(Records from a data source)
==========
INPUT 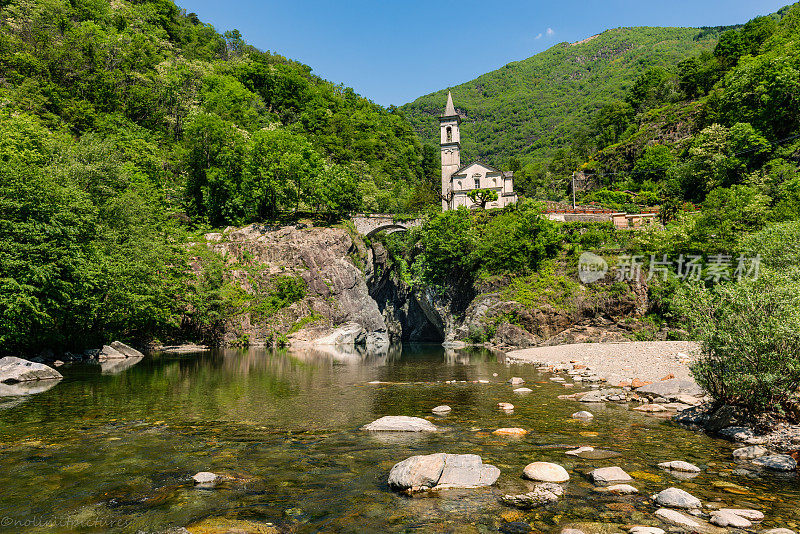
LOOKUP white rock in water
[97,345,127,362]
[656,508,700,528]
[653,488,702,510]
[733,445,769,460]
[500,482,564,508]
[589,466,633,485]
[111,341,144,358]
[522,462,569,482]
[753,454,797,471]
[0,356,63,384]
[628,525,664,534]
[361,415,439,432]
[564,446,594,456]
[389,453,500,491]
[710,510,753,528]
[720,508,764,521]
[658,460,700,473]
[192,471,219,484]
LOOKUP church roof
[451,160,503,176]
[442,91,456,117]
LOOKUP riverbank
[506,341,700,386]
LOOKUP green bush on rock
[678,268,800,413]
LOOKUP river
[0,345,800,533]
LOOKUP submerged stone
[653,488,702,510]
[361,415,439,432]
[388,453,500,491]
[500,482,564,508]
[522,462,569,482]
[589,466,633,485]
[753,454,797,471]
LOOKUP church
[439,91,517,211]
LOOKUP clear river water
[0,345,800,533]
==========
■ REQUIRED TASK
Reproduce every line of the records above, lookup lines included, scaling each bounding-box coordinate by 1.5 and rounding it to a whole number, with halves rounded up. Leave the pictures out of your answer.

■ ANSWER BELOW
INPUT 
LOOKUP white rock in water
[146,518,191,543]
[984,762,1050,792]
[980,732,1053,765]
[1100,668,1154,690]
[750,723,846,762]
[884,699,950,728]
[167,512,216,537]
[783,693,854,723]
[1130,681,1196,707]
[0,534,95,576]
[942,788,996,801]
[542,623,659,648]
[846,669,891,684]
[584,680,750,737]
[1065,765,1130,792]
[1080,762,1146,782]
[987,690,1050,710]
[288,707,329,726]
LOOKUP church roof
[677,240,755,264]
[663,137,684,176]
LOOKUP riverbank
[759,512,1050,579]
LOOKUP green bush on rock
[1017,402,1200,620]
LOOKUP river
[0,518,1200,800]
LOOKUP submerged stone
[980,732,1053,765]
[542,623,659,648]
[582,680,750,737]
[750,723,846,762]
[783,693,854,723]
[884,699,950,728]
[1130,681,1196,707]
LOOKUP church
[659,137,776,317]
LOOKUP clear river water
[0,518,1200,800]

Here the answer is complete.